Selected excerpt
Intellectual disciplines always reflect efforts to organize nature, not the nature's structure, thus leading to a distinction between (a) the two structures of knowledge and nature, (b) conceptual and concrete systems, and (c) the concepts of macroscopic (knowledge as a whole) and microscopic (knowledge of particular disciplines) views of the world.

In philosophy and religion the most important archetypes are 'saving of wisdom' and 'spiritual rebirth'. Corresponding notions in science are the concepts of 'themata', the nonverbalized yet continuous aspects of scientific theory; which are unverifiable and unfalsifiable. (e.g., conservation of energy).

There is a functional parallelism between themata and archetypes, and general systems theory can provide isomorphism between the two concepts by organizing reality as perceived by both the humanist and the scientist.

A procognitive system of Licklider in human cognition relates recorded information to the cognitive structure (a map) of an individual allowing for a computer linkage between a large random access storage capacity, teaching machine and the sources of knowledge generation.

Here conceptual and factual knowledge would replace the physical artifacts (documents). A library system is document-oriented for humanists and social scientists, and an information subsystem of evaluating, storing and retrieving information for other scientists.

General system principles could serve as organizers in the procognitive system by linking human cognition with computer structure and as specifiers of various knowledge relationships.

The major difficulty in the system theory is the 'fallacy of misplaced concreteness', the confusion of invisible, theoretical entities with concrete, observable ones. Hence, the systems may be looked as a set of physical or conceptual entities that are mutually interrelated.

Stored records
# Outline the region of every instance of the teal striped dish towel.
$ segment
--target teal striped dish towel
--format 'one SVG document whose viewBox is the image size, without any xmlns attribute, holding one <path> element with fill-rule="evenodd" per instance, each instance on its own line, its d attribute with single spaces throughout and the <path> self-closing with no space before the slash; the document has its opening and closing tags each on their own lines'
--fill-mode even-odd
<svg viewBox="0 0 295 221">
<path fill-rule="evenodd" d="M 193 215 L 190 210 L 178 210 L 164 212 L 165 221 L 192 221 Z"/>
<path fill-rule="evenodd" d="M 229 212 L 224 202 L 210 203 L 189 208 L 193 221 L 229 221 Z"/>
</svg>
* * *
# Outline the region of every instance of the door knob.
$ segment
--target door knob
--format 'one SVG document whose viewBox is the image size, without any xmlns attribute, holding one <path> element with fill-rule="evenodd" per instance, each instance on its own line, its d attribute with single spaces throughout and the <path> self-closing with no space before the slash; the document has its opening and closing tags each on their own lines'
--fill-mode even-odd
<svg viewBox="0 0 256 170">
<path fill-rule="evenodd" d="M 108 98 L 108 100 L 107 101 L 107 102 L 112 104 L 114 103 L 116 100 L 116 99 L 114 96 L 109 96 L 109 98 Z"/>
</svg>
==
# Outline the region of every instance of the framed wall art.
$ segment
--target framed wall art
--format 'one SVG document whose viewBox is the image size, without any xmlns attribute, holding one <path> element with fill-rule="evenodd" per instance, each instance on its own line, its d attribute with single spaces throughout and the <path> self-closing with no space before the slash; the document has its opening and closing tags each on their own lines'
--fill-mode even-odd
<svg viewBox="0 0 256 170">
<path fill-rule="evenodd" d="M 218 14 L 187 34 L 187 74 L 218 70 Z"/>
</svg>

Task list
A – Return the systems theory passage verbatim, starting at "A procognitive system" and ending at "of knowledge generation.".
B – Summarize the systems theory passage in two sentences.
The records can be set aside.

Task answers
A –
A procognitive system of Licklider in human cognition relates recorded information to the cognitive structure (a map) of an individual allowing for a computer linkage between a large random access storage capacity, teaching machine and the sources of knowledge generation.

B – Intellectual disciplines reflect efforts to organize nature rather than nature's own structure, and the scientific notion of themata runs parallel to the archetypes of philosophy and religion, a link general systems theory can make isomorphic. General system principles could organize Licklider's procognitive system by linking human cognition with computer structure, though the theory's major difficulty is the "fallacy of misplaced concreteness," which confuses theoretical entities with observable ones.